Given exercise: Gather every line below that contains the word "football" and copy each one out in full.

Provided entries:

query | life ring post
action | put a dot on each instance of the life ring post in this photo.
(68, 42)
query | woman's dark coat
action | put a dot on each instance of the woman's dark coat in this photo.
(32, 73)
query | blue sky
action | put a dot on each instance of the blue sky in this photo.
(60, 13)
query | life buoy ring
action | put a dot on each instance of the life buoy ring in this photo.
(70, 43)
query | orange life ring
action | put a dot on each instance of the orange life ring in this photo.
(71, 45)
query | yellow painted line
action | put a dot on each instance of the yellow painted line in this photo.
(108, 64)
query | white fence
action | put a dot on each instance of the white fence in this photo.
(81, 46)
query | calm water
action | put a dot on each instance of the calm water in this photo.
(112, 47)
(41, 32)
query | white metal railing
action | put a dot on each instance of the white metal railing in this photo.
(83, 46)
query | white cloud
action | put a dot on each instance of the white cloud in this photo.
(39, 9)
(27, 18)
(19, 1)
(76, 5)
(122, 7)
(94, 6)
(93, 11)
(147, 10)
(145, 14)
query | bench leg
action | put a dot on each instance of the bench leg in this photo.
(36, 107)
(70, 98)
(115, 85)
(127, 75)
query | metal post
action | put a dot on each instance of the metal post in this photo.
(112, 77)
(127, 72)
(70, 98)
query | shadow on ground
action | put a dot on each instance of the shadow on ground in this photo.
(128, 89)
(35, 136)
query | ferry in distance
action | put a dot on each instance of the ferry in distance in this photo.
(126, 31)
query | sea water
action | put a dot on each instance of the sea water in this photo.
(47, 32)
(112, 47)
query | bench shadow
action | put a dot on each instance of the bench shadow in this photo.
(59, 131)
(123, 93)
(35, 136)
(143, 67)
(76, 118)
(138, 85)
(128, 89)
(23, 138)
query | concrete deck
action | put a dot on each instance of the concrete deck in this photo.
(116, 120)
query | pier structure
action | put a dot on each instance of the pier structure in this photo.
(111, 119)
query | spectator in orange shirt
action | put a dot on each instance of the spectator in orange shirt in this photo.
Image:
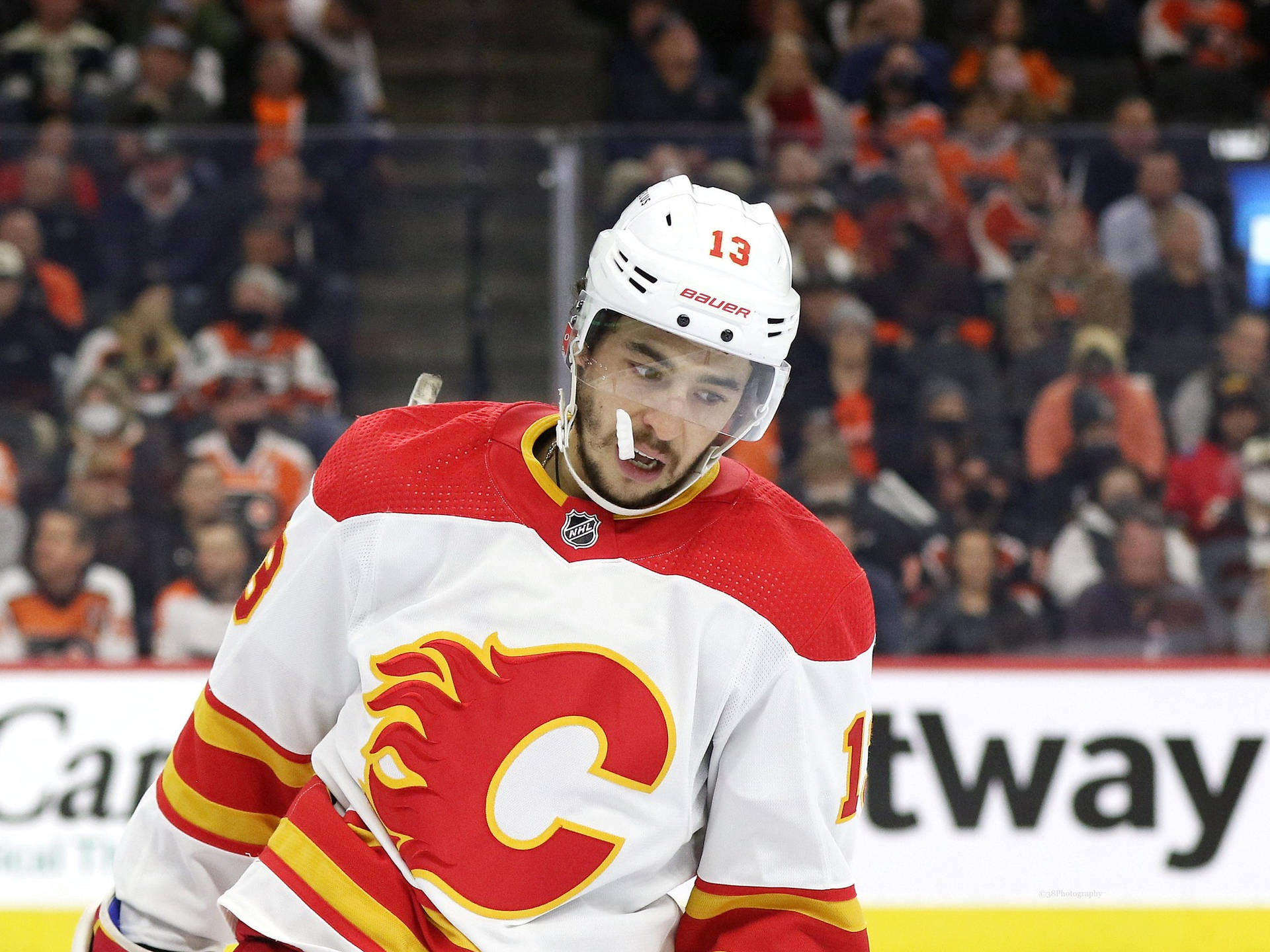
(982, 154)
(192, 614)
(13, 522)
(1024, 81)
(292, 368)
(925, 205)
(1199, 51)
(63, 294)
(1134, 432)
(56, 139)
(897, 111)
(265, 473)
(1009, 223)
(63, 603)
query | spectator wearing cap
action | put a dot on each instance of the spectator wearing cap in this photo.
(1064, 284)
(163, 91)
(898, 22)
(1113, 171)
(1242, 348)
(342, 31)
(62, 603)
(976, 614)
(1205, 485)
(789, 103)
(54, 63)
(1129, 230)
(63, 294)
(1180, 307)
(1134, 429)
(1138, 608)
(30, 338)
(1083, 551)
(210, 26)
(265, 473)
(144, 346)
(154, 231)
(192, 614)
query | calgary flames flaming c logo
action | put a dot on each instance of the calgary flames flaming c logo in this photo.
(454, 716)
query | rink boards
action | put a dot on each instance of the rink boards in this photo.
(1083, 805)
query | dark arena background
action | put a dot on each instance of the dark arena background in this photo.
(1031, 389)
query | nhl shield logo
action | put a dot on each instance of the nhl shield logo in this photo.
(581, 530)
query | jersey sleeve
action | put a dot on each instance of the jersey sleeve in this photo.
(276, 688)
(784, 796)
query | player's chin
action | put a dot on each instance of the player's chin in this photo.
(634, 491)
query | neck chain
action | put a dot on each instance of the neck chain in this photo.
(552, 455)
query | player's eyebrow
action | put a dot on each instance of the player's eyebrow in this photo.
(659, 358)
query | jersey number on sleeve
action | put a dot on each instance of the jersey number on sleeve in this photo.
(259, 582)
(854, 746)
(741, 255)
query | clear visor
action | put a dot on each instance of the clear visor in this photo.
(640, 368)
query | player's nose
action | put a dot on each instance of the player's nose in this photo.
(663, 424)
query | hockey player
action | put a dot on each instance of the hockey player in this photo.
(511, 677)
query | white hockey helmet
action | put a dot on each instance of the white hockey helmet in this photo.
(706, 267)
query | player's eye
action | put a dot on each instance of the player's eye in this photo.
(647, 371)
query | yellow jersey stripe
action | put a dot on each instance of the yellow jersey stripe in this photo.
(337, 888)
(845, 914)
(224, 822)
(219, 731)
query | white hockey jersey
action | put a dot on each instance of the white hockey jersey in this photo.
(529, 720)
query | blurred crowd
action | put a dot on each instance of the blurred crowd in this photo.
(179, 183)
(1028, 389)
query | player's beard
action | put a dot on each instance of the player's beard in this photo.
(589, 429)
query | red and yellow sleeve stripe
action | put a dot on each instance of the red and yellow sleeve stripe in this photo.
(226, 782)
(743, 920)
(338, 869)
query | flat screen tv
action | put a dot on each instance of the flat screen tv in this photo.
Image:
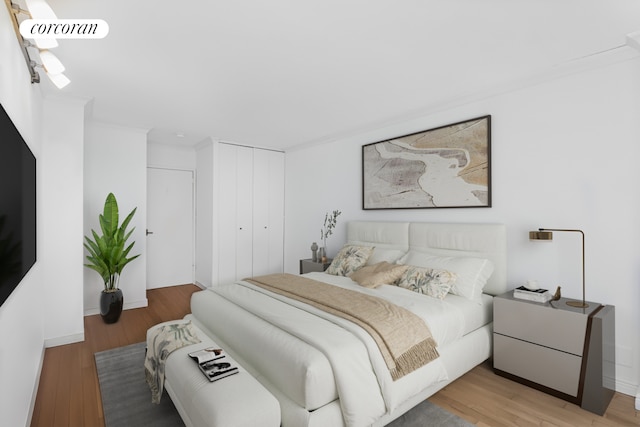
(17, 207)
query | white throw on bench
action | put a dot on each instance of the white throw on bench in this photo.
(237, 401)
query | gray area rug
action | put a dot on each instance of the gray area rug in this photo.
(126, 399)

---

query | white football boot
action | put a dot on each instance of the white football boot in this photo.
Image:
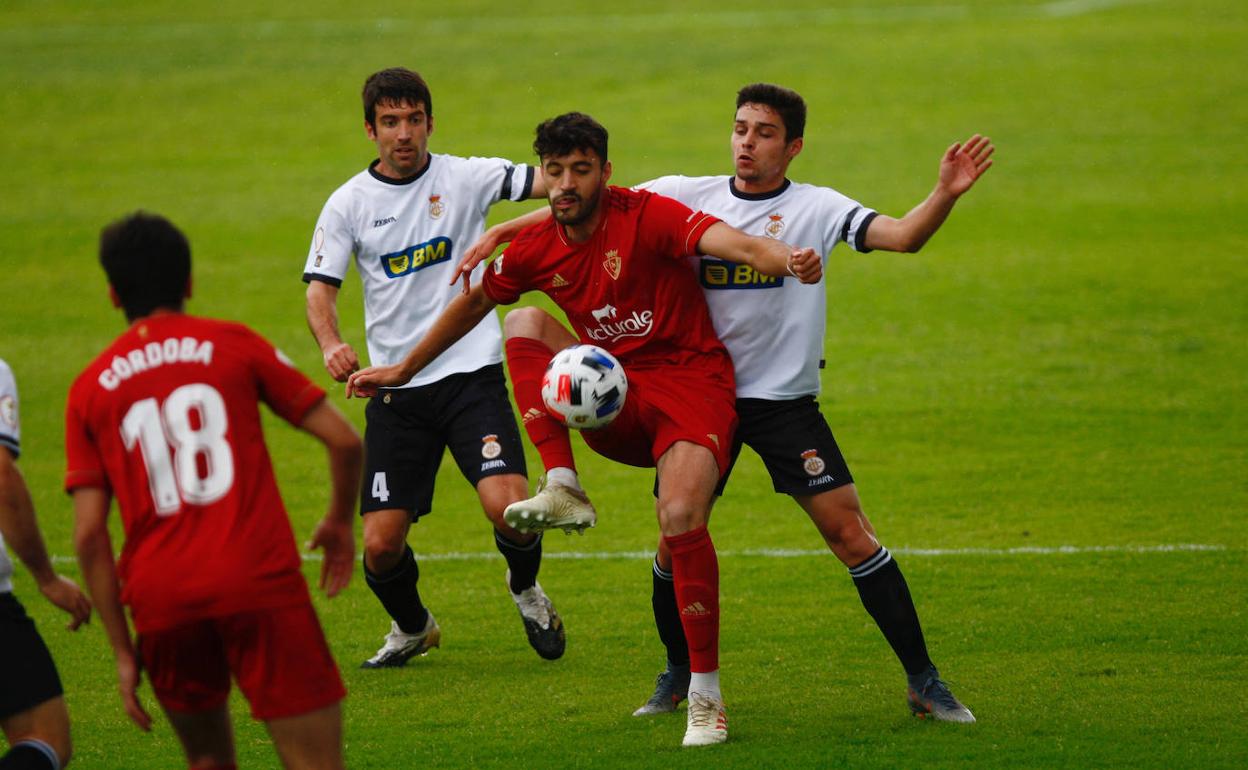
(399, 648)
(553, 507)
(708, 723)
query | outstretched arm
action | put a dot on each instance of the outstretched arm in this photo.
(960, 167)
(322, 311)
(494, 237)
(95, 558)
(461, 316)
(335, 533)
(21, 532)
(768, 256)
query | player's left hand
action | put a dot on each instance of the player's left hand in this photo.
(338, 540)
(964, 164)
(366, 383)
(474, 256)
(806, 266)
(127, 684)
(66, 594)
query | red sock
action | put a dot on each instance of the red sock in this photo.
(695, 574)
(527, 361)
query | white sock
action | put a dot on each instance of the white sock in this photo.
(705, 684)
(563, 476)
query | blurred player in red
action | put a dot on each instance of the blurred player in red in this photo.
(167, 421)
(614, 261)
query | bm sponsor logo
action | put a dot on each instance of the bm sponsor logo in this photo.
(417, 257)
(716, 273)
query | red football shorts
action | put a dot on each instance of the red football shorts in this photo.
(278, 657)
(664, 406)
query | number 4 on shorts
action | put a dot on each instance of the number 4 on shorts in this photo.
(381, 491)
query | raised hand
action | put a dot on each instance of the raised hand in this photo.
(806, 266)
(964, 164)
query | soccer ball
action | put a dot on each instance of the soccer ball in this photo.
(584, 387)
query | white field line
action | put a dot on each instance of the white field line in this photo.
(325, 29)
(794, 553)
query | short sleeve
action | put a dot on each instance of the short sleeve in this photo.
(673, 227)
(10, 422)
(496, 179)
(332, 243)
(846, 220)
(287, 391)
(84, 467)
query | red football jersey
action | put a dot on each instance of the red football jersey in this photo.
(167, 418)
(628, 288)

The response:
query | white football boot
action | put a dot on each instance of the white football boot in this photo.
query | red football shorts
action | put a dot on each instance of the red football shorts in this photo.
query | red football jersey
action | put a dot on each instance of the red football jersey in this photo.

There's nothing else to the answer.